#### [Written task a]
Could you rewrite the saved entries, starting with the line that contains "Please put a point on the dark" and going on through the end of the saved entries, with "sign" replaced by "board" and everything else left unchanged?

* start Extracted text *

Origen of Alexandria came up with the idea first.
Unless you're a Christian history geek, chances are you've never heard of Origen. He lived in Egypt from about 185 to 253—meaning he was a third-century Christian, who died sixty years before Constantine decriminalized the faith. In other words, he lived long before the desert fathers and mothers, before the rise of Christian monasticism, before what we now know as "Christian mysticism" or "contemplative spirituality" really took shape. Indeed, Origen's extensive writings inspired the great desert father Evagrius, who is generally considered to be the first Christian writer to describe contemplative prayer in his work.
The "idea" that I'm referring to is the notion that Christian spirituality can be understood as involving three stages. To give this notion a bit of gravitas, Origen appealed to the Hebrew Scriptures. He saw three of the wisdom books: Proverbs, Ecclesiastes, and Song of Songs, which appear in consecutive order in the Christian Old Testament; as symbolic of these three stages, which he labeled (in Greek) ethike, physike, and enoptike. Translated into English, the stages involve the acquisition of virtue or ethics, which leads to a more Godly way of relating to the natural world, which in turn prepares one for the vision of God, or contemplation.

* end Extracted text *

#### [Written task b]
Which wisdom books does the passage on Origen name as symbols of the three stages?

* start Stored data *

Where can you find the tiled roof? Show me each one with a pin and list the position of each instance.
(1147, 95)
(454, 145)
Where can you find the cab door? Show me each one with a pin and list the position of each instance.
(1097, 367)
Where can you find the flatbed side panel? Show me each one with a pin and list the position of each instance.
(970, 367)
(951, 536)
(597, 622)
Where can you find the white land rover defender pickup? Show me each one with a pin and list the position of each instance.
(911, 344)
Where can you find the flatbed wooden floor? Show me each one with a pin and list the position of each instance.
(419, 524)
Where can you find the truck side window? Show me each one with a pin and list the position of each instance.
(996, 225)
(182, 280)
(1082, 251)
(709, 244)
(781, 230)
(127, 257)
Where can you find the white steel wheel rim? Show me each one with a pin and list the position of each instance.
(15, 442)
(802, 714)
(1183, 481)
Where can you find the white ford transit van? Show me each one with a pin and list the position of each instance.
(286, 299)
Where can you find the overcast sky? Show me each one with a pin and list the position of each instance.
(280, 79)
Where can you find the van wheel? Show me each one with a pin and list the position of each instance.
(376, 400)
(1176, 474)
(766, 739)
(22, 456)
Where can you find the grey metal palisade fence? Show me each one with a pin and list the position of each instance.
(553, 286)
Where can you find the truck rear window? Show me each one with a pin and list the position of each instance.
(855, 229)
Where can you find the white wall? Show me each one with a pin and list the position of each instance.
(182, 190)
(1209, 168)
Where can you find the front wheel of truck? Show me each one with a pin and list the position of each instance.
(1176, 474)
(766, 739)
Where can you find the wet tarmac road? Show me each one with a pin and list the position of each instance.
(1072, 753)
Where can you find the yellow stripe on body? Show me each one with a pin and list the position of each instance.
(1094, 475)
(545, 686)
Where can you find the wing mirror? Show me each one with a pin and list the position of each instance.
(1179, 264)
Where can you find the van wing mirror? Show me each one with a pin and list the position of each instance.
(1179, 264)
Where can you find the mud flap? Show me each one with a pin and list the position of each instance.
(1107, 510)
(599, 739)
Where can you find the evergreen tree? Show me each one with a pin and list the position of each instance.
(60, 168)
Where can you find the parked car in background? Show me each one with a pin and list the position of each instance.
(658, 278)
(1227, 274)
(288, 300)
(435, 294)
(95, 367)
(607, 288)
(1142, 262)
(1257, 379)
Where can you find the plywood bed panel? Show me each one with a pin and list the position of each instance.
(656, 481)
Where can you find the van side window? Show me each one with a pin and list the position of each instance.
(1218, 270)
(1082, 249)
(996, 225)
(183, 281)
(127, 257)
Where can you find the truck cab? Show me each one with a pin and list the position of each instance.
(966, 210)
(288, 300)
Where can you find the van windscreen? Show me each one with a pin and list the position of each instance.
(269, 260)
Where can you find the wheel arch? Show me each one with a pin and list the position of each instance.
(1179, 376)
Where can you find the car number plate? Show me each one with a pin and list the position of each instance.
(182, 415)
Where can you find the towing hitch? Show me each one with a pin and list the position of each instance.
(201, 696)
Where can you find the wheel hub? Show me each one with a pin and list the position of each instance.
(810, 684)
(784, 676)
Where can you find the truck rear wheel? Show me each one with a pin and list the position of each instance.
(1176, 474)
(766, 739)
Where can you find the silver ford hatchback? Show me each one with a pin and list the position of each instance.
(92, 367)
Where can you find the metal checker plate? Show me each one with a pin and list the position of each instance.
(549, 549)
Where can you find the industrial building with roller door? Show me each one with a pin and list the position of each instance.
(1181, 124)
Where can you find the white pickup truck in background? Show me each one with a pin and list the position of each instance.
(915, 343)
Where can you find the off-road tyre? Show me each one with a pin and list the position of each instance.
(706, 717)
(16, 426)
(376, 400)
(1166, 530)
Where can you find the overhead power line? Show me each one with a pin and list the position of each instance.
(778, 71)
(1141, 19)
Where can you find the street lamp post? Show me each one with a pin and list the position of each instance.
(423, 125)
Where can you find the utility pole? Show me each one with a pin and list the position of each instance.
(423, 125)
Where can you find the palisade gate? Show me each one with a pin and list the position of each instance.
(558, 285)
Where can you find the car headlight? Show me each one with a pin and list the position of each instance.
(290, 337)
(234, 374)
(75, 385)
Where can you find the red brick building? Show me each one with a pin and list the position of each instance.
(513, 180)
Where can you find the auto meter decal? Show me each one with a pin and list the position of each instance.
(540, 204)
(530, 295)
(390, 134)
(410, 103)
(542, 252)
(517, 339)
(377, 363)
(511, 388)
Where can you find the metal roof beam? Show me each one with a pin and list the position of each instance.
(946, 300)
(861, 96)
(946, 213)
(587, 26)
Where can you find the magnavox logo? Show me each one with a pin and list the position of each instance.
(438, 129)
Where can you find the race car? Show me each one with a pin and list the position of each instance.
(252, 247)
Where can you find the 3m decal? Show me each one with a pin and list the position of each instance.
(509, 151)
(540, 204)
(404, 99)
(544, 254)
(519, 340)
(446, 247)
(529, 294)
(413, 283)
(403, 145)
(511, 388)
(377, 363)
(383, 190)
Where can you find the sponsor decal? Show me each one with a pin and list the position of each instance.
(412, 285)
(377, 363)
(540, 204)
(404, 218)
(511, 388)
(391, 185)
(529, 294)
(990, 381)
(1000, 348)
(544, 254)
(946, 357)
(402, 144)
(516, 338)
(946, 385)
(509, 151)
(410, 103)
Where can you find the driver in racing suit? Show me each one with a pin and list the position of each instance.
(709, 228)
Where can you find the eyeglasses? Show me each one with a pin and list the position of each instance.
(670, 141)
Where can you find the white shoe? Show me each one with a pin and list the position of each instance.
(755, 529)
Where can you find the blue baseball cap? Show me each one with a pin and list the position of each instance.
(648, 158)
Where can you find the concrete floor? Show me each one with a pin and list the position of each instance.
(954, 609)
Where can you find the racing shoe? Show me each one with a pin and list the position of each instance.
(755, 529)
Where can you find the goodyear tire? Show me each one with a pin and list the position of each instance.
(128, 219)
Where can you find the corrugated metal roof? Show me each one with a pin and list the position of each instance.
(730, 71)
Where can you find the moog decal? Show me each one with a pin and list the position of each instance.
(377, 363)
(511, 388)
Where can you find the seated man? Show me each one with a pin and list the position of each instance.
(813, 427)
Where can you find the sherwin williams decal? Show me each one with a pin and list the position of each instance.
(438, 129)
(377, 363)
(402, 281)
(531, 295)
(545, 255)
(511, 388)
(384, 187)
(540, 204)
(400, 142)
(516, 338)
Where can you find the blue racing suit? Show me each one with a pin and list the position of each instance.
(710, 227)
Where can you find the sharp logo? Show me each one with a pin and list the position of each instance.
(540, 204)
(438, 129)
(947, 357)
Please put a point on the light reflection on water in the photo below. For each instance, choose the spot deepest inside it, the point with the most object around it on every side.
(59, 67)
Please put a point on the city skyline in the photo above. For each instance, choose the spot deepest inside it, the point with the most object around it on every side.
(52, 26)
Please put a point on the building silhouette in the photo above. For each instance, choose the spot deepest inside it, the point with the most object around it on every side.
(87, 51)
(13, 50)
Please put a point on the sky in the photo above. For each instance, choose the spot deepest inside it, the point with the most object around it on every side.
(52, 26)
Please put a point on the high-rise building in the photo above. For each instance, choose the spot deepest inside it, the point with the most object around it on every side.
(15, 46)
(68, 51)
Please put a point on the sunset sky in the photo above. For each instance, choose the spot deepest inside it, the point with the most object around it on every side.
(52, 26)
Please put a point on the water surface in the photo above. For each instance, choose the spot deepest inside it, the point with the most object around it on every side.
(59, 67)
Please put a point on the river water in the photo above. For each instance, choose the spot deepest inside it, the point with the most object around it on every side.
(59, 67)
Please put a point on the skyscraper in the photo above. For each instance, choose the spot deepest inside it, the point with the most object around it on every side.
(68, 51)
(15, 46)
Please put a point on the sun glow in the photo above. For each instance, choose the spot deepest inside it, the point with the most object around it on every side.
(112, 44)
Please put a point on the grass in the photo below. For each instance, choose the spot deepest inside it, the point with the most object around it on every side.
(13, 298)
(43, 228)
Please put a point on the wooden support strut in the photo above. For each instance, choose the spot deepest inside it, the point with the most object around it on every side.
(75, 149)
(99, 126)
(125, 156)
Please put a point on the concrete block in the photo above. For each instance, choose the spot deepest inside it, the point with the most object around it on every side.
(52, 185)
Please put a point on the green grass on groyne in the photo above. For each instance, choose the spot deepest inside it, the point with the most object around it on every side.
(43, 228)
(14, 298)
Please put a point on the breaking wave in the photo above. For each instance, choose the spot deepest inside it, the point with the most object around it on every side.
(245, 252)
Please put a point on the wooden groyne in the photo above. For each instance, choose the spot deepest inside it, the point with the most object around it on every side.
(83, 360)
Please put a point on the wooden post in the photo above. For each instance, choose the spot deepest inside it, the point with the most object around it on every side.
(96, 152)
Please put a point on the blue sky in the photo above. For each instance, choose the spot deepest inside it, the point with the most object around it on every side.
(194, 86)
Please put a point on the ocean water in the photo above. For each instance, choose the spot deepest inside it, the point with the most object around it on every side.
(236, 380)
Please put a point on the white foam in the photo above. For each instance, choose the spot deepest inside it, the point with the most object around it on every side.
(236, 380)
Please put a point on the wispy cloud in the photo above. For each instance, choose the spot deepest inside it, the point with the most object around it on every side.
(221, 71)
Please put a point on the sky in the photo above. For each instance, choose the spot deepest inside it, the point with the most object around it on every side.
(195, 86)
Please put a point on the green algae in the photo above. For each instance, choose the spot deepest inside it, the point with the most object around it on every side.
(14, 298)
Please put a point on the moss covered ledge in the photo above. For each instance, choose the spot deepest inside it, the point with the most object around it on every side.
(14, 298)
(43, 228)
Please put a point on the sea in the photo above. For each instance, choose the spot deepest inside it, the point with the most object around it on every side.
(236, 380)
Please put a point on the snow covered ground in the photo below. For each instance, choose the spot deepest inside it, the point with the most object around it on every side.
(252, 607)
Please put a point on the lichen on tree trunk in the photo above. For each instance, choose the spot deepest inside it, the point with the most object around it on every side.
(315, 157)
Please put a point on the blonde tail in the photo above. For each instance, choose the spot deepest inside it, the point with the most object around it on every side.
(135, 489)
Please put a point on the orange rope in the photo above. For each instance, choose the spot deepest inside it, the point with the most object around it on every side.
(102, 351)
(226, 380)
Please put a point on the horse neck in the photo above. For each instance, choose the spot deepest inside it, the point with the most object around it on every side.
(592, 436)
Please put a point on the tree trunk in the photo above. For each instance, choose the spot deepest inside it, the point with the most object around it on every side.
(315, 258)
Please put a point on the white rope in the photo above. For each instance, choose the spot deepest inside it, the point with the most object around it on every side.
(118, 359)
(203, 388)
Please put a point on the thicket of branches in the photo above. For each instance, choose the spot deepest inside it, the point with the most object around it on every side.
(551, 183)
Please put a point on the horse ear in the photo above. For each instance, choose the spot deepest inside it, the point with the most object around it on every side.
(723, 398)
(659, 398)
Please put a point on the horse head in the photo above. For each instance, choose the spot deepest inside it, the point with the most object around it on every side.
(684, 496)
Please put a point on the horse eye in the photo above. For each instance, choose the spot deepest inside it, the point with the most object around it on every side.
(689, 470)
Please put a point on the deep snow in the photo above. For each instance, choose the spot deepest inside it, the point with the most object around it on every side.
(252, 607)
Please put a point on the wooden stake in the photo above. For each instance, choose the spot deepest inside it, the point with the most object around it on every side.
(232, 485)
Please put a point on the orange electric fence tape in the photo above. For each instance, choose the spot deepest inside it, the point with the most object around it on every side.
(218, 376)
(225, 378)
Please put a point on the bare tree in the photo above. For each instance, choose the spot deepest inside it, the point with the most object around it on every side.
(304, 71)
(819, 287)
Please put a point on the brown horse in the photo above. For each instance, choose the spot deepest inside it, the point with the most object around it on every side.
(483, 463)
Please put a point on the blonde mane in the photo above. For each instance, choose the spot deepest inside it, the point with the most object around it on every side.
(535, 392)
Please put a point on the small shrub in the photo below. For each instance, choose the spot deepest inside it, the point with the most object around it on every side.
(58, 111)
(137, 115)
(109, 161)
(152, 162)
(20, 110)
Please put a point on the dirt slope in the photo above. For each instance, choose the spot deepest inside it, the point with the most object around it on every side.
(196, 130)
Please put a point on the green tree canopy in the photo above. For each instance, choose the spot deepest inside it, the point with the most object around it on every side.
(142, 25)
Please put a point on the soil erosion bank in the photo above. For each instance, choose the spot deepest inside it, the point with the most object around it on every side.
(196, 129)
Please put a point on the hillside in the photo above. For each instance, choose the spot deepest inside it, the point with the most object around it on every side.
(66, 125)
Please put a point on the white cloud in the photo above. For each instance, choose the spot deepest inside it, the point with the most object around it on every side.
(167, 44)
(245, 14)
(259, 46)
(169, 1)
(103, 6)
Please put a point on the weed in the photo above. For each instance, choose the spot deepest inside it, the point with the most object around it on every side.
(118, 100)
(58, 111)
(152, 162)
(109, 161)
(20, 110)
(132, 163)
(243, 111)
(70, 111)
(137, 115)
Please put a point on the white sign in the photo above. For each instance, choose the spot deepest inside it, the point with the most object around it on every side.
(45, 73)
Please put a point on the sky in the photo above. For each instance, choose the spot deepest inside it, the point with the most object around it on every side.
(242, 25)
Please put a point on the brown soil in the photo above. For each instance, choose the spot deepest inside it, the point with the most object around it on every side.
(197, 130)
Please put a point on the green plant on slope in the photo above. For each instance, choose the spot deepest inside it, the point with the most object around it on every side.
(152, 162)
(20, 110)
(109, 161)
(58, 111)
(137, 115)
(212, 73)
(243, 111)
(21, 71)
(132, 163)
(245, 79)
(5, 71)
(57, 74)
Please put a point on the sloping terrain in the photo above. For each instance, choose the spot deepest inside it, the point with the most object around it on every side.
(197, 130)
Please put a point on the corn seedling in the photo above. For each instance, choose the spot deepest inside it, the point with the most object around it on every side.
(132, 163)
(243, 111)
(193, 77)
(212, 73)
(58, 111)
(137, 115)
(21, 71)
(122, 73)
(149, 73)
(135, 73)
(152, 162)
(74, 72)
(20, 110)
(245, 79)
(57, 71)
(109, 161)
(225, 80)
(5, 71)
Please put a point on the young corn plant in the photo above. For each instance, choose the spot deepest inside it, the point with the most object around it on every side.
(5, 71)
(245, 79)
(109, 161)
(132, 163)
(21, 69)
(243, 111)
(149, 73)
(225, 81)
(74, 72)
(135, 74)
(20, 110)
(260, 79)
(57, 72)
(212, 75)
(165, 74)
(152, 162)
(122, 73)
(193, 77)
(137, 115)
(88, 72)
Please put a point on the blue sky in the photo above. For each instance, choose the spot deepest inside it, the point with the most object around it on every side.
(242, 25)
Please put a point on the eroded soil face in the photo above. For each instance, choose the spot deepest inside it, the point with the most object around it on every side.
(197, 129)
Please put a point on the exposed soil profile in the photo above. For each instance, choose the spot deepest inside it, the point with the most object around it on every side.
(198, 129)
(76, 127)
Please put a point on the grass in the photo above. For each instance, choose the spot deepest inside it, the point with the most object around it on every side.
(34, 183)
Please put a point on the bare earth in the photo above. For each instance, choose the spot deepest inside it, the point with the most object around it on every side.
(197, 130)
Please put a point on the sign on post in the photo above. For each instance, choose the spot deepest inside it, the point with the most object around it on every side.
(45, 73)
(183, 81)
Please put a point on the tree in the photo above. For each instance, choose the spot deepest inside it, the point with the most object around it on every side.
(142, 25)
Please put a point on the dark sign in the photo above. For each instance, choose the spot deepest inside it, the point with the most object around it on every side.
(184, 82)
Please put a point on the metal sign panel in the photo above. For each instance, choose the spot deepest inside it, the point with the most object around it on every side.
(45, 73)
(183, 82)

* end Stored data *

#### [Exercise result a]
Please put a point on the dark board in the photo above. For each instance, choose the spot deepest inside it, the point with the most object around it on every side.
(184, 82)
Please put a point on the metal board panel in the photo above. For each instance, choose the spot deepest inside it, the point with the most object around it on every side.
(45, 73)
(183, 82)

#### [Exercise result b]
Proverbs, Ecclesiastes, and Song of Songs.